*Instrução 1*: No trecho sobre proteção de animais, qual idade é preciso ter para obter a guarda de um animal?
*Instrução 2*: Reproduza fielmente uma parte do trecho sobre proteção de animais: comece nas palavras "Salvadores anônimos" e pare depois de "bolso dos protetores.".

--- Trecho fornecido ---

Também professora aposentada, casada, dois filhos e três netos, Eliana recolhe animais em situação de risco para mantê-los em clínicas até a oportunidade de adoção. É um dos chamados cuidadores independentes, cuja missão tem sido facilitada pela internet. Pela rede, comunidades propagam denúncias de maus-tratos, pedem socorro para manutenção de abrigos e acolhimento, estimulam adoções.

Salvadores anônimos

Para obter a guarda de um animal é preciso ter mais de 21 anos, apresentar RG, CPF, comprovante de residência e ser capaz de amar e oferecer carinho. Parte do custo para manutenção dos bichos é paga com a realização de bingos e bazares beneficentes. A grande fatia, contudo, sai do bolso dos protetores.

Nos encontros que a Sava promove com cães sem deficiência, a média é de 20 adoções. Dessa vez, três deficientes encontraram um lugar para morar. Cego (olhos perfurados na rua), com cerca de 8 anos, pelos marrom-escuros, Teco acaba de ganhar nome e fará companhia para Liliane Medeiros e Renato Kenjiro. “A maioria tinha protetor, menos ele. Resolvi levá-lo”, diz Liliane. Será o sexto na casa, além dos 12 que a adestradora mantém na residência da mãe. No primeiro dia, Teco ficou um pouco alheio, mas logo mapeou o quintal e, sempre que chamam seu nome, chega balançando o rabo.

--- Registros ---

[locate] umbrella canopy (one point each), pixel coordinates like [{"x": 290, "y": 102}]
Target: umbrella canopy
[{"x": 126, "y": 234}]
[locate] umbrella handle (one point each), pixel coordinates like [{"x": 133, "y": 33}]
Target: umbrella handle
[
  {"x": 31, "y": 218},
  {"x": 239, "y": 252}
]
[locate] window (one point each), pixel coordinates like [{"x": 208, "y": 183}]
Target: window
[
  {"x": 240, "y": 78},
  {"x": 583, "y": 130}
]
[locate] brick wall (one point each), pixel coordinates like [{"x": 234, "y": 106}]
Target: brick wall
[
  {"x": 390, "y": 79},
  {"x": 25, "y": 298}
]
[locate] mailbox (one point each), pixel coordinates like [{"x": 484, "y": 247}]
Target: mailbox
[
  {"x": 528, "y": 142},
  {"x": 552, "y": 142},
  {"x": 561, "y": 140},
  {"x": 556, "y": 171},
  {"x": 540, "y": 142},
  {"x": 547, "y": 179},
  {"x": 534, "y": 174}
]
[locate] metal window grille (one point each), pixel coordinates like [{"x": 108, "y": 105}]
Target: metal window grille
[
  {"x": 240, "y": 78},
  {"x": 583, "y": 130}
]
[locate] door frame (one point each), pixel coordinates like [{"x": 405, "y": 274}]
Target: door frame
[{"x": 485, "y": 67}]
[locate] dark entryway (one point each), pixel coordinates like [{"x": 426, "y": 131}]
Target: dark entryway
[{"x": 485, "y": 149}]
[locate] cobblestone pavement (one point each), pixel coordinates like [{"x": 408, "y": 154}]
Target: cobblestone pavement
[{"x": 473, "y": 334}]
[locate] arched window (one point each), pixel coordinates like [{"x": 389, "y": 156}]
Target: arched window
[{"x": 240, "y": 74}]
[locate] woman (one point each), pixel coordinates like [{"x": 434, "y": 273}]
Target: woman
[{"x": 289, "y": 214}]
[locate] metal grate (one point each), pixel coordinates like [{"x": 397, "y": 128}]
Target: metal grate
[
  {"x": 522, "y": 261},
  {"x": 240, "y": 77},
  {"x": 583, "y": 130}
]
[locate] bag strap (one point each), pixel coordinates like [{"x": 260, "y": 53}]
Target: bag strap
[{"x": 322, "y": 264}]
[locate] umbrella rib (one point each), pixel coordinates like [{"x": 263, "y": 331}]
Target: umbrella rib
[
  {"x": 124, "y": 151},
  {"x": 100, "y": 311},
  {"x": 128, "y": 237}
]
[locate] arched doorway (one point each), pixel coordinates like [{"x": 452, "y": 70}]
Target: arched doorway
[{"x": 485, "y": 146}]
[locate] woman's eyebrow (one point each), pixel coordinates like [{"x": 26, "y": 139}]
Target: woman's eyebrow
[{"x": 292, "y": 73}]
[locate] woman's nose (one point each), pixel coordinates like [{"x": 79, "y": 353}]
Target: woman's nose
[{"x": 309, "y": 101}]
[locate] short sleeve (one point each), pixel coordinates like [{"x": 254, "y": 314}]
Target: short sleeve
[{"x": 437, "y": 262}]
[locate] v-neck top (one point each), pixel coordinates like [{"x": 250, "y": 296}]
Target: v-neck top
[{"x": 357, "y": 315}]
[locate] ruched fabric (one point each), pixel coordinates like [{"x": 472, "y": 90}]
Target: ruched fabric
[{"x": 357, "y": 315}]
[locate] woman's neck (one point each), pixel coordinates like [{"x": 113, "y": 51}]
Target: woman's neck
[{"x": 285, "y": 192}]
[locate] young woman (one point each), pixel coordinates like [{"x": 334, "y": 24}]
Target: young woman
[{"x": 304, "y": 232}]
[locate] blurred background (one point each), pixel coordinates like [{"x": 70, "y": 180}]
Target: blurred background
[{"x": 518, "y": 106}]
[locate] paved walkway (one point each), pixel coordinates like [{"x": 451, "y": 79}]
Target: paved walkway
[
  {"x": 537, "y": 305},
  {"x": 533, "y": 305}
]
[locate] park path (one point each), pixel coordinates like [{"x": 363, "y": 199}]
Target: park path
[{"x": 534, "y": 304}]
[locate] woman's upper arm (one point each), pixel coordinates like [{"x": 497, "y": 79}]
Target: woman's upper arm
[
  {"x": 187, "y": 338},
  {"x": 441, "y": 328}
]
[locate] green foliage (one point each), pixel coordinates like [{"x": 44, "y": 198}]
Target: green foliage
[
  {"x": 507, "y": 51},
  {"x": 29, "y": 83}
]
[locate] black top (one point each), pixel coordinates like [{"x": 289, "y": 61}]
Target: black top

---

*Resposta 1*: É preciso ter mais de 21 anos.

*Resposta 2*:
Salvadores anônimos

Para obter a guarda de um animal é preciso ter mais de 21 anos, apresentar RG, CPF, comprovante de residência e ser capaz de amar e oferecer carinho. Parte do custo para manutenção dos bichos é paga com a realização de bingos e bazares beneficentes. A grande fatia, contudo, sai do bolso dos protetores.